Point labeling entries:
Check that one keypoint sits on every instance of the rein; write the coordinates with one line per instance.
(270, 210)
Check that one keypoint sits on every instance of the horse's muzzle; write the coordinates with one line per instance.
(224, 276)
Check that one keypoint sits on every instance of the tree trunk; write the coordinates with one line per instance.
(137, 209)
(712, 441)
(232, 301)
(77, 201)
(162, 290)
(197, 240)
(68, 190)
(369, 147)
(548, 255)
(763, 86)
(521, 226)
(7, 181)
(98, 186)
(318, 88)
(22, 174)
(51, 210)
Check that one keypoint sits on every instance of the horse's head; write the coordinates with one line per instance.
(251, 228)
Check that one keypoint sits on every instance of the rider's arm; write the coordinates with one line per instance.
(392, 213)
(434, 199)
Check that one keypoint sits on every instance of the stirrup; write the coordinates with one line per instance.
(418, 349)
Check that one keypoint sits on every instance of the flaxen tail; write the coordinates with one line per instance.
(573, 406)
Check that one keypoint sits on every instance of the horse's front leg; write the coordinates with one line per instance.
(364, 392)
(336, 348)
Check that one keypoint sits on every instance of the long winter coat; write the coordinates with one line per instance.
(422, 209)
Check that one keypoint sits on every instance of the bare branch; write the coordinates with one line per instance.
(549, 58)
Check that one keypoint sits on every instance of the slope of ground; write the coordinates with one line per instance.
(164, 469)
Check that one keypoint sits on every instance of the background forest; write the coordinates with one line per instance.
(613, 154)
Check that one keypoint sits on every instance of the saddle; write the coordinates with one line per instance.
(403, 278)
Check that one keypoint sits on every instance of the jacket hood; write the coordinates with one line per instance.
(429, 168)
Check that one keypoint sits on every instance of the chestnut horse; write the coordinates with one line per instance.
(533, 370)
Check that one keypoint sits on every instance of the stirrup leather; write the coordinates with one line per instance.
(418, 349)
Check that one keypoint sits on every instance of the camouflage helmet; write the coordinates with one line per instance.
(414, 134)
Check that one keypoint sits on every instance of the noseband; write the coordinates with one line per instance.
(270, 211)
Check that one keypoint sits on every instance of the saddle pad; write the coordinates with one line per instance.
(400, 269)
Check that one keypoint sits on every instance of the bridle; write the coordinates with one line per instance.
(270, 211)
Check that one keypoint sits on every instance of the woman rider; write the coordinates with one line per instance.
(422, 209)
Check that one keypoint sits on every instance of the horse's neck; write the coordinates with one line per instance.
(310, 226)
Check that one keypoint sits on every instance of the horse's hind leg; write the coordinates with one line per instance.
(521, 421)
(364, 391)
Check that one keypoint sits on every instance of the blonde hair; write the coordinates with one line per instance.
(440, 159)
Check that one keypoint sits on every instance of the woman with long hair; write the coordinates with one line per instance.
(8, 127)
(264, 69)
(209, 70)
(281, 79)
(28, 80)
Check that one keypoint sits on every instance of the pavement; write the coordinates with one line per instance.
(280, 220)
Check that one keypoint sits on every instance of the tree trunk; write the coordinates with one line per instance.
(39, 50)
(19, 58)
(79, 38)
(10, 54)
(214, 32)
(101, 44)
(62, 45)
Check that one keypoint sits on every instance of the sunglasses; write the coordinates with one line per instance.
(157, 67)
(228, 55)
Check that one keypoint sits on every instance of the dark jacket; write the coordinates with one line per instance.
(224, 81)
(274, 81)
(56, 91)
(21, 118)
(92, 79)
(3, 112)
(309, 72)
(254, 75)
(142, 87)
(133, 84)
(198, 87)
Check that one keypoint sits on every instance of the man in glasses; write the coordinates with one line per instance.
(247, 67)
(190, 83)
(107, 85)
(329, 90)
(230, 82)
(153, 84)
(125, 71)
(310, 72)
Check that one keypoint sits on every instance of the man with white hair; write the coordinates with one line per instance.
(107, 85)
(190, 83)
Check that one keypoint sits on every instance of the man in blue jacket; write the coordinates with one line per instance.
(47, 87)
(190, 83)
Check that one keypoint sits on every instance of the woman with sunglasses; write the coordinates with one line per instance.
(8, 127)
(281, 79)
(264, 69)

= Stated task =
Express the entries from the line holding "Check that one keypoint sits on every instance of the pavement;" through the end of the entries, inclusive, as a two-column CSV with the headers input and output and one row per entry. Wrap each field in double quotes and turn any line breaks into spaces.

= Complete output =
input,output
"Check that one keypoint sits on every instance of the pavement; write the coordinates with one line per instance.","(280, 220)"
"Check that one keypoint sits on every instance of the tree trunk; write the coordinates with one line per instance.","(39, 50) (19, 58) (79, 38) (10, 54) (214, 32) (101, 44) (62, 45)"
"Check that one keypoint sits on every instance of the sunglasses; write the coordinates with one line per instance.","(157, 67) (228, 55)"
"Check that one keypoint sits on every instance of the dark jacket; write the coordinates with one line per instance.","(224, 81) (274, 81) (56, 91) (21, 118) (92, 79) (3, 112) (309, 72) (254, 75) (142, 87) (133, 84) (198, 87)"
"Check that one keypoint sits on every instance of the man in glasses; write the coordinates with one line per instance.","(247, 67) (190, 83) (107, 85) (329, 90) (230, 82) (153, 84) (125, 71) (310, 72)"
"Check that one keypoint sits on every instance of the man with white hair; write the coordinates with one line per instance.","(107, 85) (190, 83)"
"Check that one keypoint sits on every instance of the man in blue jacket; write the coordinates with one line per instance.","(47, 87) (190, 83)"
"Check that one keypoint sits on every instance of the woman with sunglasses; write the coordinates with one line per instance.","(8, 127) (281, 79) (264, 69)"